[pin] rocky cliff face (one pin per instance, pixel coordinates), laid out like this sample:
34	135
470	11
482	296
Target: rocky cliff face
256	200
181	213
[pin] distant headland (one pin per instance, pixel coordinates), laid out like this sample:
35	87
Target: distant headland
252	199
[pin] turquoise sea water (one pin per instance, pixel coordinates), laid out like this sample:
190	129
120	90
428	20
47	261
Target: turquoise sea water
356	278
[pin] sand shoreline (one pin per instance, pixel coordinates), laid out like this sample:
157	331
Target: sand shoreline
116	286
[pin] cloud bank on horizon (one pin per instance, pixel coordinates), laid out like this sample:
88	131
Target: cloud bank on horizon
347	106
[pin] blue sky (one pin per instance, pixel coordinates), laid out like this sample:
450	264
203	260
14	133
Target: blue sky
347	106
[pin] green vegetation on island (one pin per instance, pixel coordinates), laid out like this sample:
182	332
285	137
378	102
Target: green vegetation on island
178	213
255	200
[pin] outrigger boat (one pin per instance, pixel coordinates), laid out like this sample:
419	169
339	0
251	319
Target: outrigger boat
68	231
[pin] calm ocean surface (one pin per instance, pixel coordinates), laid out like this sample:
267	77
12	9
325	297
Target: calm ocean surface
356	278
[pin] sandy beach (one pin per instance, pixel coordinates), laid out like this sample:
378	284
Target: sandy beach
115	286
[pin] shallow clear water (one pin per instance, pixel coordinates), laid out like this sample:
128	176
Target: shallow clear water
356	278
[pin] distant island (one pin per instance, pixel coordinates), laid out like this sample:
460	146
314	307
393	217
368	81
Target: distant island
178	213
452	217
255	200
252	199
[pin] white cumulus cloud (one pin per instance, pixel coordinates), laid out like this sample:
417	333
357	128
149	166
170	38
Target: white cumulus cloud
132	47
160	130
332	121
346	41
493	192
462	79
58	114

## TASK STATEMENT
The records above are to be written out again word for word.

## EXERCISE RESPONSE
[pin] rocky cliff face (one pin per instance, pixel coordinates), laid out like this sample:
34	135
470	11
482	296
Target: rocky cliff face
256	200
181	213
[pin] distant headland (one pin per instance, pixel coordinates), laid out like this sample:
35	87
Target: distant headland
252	199
[pin] turquoise sea water (one pin per instance, pixel coordinates), laid out like this sample:
190	129
120	90
428	20
47	261
Target: turquoise sea water
356	278
[pin] sand shoreline (one pin per instance, pixel coordinates), laid out like this sample:
157	331
Target: sand shoreline
116	286
[pin] cloud bank on horizon (one pin per instance, pixel coordinates), laid out like this sample:
88	131
Target: cloud bank on horizon
347	106
[pin] blue sky (one pin per instance, pixel coordinates), laid out like this sample:
450	264
203	260
14	133
Target: blue sky
347	106
[pin] green vegetation on island (one pin per instance, pixel coordinates), laid out like this sample:
182	332
285	137
378	102
Target: green vegetation on island
178	213
255	200
[pin] outrigger boat (one pin per instance, pixel coordinates), laid out like this sample:
419	169
339	0
251	319
Target: outrigger boat
68	231
[pin] calm ocean surface (one pin per instance, pixel coordinates), laid out like this sample:
267	77
12	9
325	297
Target: calm ocean surface
356	278
[pin] sandy beach (one pin per instance, pixel coordinates), laid out like this sample:
378	284
Target: sandy beach
115	286
[pin] shallow clear water (one pin per instance, pixel coordinates), laid out like this sample:
128	176
Target: shallow clear water
356	278
[pin] distant island (one pin per instance, pixel coordinates), laid out like this sample:
460	146
314	307
393	217
368	81
Target: distant island
178	213
452	217
255	200
252	199
[pin] white cumulus cloud (one pin per instance, pixel coordinates), laid out like this sample:
417	333
357	128
149	166
170	38
Target: white cumulus cloud
132	47
160	130
332	121
346	41
493	192
462	79
58	114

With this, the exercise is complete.